#### [TASK PROMPT]
Rewrite the material from its start through the line containing "326, 301, 482, 427", substituting "locate" for every "detect" and leaving everything else unchanged.

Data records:
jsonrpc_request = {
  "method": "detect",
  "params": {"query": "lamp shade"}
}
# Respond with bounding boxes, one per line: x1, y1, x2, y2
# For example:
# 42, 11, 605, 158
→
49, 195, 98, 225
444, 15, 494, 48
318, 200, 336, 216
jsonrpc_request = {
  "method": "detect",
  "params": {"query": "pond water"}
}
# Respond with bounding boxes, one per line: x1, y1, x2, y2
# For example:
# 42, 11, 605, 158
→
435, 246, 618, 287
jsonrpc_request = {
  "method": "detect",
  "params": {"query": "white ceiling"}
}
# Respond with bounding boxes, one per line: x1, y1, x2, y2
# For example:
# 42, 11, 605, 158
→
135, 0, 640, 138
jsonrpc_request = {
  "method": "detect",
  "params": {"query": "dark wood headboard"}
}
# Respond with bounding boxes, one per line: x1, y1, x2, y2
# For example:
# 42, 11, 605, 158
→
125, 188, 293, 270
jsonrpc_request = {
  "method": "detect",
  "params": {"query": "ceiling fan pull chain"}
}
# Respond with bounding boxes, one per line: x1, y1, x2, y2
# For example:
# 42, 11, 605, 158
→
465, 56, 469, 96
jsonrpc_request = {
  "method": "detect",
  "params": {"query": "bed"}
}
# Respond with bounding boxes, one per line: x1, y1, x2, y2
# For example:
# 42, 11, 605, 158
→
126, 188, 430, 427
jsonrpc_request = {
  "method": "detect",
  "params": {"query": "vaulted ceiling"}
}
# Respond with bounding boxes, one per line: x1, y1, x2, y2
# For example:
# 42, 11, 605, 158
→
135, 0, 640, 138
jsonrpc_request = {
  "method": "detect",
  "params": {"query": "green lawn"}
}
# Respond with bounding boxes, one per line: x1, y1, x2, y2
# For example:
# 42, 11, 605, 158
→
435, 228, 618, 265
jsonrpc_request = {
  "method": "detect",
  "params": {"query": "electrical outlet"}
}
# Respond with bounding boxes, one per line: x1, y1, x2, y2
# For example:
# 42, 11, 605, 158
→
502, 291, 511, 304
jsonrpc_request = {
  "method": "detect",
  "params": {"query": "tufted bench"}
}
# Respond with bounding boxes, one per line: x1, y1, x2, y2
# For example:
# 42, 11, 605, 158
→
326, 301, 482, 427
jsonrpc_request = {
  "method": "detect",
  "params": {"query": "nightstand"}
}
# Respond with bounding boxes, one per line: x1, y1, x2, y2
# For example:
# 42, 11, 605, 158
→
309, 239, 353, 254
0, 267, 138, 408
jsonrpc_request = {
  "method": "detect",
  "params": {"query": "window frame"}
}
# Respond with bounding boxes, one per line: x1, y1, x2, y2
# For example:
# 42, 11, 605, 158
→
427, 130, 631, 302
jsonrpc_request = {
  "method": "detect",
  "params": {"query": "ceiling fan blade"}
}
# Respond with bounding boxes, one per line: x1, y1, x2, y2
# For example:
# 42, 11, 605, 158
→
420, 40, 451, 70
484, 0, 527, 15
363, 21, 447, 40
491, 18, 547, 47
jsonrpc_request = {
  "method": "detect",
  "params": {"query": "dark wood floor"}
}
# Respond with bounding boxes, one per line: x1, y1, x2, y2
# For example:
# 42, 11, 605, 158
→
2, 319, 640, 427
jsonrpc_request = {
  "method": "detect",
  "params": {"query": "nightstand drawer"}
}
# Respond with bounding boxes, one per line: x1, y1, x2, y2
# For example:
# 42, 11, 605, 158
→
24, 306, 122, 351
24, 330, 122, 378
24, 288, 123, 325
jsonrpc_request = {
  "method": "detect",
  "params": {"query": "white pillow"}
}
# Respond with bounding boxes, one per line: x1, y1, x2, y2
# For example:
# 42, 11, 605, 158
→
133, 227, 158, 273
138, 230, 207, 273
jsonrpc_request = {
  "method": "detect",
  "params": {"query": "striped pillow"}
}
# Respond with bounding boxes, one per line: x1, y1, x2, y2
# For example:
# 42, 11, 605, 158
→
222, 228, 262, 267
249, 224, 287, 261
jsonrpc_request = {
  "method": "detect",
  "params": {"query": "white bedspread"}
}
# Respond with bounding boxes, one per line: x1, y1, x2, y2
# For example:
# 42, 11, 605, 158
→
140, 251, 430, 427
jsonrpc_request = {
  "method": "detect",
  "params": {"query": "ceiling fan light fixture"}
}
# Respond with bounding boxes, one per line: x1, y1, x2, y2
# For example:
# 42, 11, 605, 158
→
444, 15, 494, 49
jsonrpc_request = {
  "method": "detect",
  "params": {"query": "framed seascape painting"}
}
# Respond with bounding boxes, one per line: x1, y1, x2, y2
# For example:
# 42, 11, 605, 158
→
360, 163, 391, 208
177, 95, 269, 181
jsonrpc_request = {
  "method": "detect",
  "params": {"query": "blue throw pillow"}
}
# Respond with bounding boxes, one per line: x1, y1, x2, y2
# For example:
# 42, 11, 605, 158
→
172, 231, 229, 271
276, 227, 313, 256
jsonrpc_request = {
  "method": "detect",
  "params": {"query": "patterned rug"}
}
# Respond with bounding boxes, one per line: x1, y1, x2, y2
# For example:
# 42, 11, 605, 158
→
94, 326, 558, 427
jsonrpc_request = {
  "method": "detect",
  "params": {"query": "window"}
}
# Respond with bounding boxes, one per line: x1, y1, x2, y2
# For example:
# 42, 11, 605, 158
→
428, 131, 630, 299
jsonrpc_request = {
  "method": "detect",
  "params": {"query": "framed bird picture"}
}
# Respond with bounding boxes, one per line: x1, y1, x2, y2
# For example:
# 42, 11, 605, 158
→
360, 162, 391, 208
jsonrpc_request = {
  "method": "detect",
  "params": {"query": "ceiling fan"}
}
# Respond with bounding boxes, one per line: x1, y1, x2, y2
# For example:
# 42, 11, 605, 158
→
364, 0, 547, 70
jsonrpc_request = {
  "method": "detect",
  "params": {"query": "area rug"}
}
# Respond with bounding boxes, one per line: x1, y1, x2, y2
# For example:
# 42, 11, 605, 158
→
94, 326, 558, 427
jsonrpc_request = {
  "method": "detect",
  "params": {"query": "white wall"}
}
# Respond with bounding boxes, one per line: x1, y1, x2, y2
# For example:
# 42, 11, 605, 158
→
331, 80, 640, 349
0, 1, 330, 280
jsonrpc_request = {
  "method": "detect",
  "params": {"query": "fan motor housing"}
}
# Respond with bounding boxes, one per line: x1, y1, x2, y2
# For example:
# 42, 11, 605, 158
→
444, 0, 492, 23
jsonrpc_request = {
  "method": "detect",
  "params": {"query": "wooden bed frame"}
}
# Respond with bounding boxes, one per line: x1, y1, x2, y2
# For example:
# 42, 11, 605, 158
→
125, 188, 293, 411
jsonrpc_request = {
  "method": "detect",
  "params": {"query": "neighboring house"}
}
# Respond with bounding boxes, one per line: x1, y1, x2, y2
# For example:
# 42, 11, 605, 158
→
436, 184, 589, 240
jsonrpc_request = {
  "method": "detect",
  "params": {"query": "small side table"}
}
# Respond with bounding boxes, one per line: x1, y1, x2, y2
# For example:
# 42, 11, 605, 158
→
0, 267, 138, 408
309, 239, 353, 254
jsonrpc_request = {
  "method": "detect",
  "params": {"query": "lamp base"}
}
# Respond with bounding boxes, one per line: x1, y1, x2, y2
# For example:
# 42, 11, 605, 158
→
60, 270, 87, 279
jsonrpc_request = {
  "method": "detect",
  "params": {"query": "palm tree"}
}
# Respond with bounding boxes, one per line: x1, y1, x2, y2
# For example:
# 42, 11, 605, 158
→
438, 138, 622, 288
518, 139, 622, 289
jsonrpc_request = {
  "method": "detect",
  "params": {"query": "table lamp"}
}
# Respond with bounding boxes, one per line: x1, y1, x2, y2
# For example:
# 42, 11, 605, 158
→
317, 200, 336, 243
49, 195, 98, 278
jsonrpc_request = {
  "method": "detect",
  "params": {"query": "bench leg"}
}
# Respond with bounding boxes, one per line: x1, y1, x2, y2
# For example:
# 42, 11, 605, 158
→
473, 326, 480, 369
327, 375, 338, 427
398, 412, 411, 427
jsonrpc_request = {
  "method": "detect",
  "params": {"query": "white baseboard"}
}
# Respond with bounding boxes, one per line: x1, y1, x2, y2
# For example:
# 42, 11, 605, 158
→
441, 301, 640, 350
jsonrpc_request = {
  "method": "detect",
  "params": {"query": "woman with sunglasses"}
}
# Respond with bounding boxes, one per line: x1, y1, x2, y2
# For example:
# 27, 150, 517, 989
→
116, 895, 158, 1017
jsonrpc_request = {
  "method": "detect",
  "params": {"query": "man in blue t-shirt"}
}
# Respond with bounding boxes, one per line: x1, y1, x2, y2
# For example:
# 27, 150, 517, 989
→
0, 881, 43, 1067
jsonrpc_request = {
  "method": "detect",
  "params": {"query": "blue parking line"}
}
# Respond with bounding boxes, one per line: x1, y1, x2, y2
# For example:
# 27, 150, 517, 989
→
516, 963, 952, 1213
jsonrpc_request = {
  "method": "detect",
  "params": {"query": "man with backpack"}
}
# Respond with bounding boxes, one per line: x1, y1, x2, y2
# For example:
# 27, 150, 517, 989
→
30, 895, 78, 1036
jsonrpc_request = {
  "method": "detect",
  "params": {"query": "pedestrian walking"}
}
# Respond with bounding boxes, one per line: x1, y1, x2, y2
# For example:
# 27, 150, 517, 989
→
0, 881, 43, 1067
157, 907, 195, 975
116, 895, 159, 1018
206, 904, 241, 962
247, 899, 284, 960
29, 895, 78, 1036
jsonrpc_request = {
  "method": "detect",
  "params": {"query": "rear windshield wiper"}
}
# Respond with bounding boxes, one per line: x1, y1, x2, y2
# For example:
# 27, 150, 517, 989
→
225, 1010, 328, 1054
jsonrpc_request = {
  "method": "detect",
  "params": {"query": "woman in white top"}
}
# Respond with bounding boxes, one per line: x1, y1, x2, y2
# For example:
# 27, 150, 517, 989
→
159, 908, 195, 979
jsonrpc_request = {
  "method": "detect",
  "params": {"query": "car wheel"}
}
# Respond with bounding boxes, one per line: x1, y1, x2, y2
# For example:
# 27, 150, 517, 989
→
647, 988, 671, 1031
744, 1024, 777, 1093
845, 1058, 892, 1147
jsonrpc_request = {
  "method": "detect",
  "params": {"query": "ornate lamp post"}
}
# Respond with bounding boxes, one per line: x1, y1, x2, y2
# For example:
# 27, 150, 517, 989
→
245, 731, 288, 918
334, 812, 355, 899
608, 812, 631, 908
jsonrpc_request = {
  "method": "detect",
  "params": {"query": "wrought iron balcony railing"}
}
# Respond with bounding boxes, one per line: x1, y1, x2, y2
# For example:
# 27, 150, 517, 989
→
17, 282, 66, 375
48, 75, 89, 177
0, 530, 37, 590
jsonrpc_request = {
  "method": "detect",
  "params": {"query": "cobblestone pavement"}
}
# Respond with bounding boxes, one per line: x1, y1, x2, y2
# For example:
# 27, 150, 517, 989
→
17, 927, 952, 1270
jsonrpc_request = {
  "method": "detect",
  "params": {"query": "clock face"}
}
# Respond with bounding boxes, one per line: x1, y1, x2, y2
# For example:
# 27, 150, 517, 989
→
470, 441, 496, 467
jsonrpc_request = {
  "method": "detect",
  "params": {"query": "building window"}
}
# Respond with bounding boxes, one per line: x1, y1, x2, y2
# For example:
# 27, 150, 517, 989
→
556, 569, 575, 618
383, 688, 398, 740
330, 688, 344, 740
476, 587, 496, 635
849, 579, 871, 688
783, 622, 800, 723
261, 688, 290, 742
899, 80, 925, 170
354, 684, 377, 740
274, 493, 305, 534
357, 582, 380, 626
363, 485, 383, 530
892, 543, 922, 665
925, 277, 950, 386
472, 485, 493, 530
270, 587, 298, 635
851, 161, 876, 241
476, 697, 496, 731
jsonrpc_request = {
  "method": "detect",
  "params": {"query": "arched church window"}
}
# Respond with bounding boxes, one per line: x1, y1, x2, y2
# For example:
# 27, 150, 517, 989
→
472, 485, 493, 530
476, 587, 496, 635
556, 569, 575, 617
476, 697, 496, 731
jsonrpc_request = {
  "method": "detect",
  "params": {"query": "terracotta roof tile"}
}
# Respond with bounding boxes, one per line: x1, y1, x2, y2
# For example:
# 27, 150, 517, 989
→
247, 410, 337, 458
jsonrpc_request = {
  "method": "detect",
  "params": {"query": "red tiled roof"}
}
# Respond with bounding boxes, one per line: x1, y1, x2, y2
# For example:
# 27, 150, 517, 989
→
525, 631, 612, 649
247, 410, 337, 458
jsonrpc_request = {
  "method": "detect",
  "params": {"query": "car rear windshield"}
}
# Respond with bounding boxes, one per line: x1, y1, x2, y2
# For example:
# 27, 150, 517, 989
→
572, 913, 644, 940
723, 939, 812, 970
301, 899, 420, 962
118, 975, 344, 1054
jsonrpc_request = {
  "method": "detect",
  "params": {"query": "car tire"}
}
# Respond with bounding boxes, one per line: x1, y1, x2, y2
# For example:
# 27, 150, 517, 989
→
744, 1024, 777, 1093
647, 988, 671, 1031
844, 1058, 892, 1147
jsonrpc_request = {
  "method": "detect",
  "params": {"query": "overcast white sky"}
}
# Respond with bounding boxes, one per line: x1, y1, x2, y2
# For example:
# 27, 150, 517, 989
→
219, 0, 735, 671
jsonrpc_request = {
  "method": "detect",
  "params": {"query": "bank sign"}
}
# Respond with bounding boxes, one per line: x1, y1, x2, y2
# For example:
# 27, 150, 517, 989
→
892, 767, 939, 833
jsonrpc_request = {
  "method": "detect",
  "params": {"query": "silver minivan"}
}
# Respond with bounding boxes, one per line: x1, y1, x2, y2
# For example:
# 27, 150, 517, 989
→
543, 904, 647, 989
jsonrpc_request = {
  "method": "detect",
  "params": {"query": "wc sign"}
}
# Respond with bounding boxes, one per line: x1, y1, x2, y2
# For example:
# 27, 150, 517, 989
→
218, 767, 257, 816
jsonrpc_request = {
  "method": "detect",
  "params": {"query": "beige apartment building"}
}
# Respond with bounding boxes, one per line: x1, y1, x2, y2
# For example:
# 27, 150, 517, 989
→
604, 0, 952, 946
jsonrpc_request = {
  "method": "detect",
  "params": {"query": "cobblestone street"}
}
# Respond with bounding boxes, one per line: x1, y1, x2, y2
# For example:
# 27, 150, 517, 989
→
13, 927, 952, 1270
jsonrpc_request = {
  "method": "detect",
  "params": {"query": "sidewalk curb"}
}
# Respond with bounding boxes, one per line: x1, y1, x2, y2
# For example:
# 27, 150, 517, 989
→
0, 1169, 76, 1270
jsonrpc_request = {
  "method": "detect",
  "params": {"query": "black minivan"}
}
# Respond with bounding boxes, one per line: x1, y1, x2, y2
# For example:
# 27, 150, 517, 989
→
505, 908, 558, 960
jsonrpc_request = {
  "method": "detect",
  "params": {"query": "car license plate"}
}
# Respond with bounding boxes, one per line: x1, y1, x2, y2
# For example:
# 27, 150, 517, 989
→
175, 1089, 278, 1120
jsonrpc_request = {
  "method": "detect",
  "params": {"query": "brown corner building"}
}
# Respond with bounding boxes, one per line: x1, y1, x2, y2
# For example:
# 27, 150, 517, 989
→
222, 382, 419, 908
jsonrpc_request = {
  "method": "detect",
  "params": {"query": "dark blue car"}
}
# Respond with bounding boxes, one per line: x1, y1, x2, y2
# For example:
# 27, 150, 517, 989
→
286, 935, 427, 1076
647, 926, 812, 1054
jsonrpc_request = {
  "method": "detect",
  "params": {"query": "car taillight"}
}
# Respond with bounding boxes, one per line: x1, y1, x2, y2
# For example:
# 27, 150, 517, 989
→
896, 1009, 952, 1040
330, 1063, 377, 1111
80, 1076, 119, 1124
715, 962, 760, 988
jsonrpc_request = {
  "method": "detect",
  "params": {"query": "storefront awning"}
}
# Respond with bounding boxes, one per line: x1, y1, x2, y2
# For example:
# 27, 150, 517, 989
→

#### [RESULT]
jsonrpc_request = {
  "method": "locate",
  "params": {"query": "lamp shade"}
}
# Respond with bounding boxes, one per line: x1, y1, x2, y2
# For example:
# 42, 11, 605, 158
→
49, 195, 98, 225
444, 15, 494, 48
318, 200, 336, 216
jsonrpc_request = {
  "method": "locate",
  "params": {"query": "pond water"}
}
# Respond with bounding boxes, one per line: x1, y1, x2, y2
# For example:
# 42, 11, 605, 158
→
435, 246, 618, 287
jsonrpc_request = {
  "method": "locate",
  "params": {"query": "white ceiling"}
}
# Respond with bounding boxes, one per line: x1, y1, x2, y2
# For example:
# 42, 11, 605, 158
→
135, 0, 640, 138
jsonrpc_request = {
  "method": "locate",
  "params": {"query": "dark wood headboard"}
}
# Respond with bounding boxes, one per line: x1, y1, x2, y2
# For example:
# 42, 11, 605, 158
→
125, 188, 293, 270
jsonrpc_request = {
  "method": "locate",
  "params": {"query": "ceiling fan pull chain"}
}
# Respond with bounding boxes, one per line: x1, y1, x2, y2
# For example:
# 42, 11, 605, 158
→
465, 56, 469, 96
jsonrpc_request = {
  "method": "locate",
  "params": {"query": "bed"}
}
# Respond with bounding boxes, one per line: x1, y1, x2, y2
# For example:
# 42, 11, 605, 158
→
126, 188, 430, 427
jsonrpc_request = {
  "method": "locate",
  "params": {"query": "vaulted ceiling"}
}
# Respond with bounding boxes, one per line: x1, y1, x2, y2
# For example:
# 42, 11, 605, 158
→
135, 0, 640, 138
jsonrpc_request = {
  "method": "locate",
  "params": {"query": "green lawn"}
}
# Respond with bounding boxes, one per line: x1, y1, x2, y2
# For example:
# 42, 11, 605, 158
→
435, 228, 618, 265
jsonrpc_request = {
  "method": "locate",
  "params": {"query": "electrical outlet"}
}
# Respond with bounding boxes, one per line: x1, y1, x2, y2
# For example:
# 42, 11, 605, 158
→
502, 291, 511, 304
jsonrpc_request = {
  "method": "locate",
  "params": {"query": "tufted bench"}
}
# Respond with bounding boxes, one per line: x1, y1, x2, y2
# For example:
# 42, 11, 605, 158
→
326, 301, 482, 427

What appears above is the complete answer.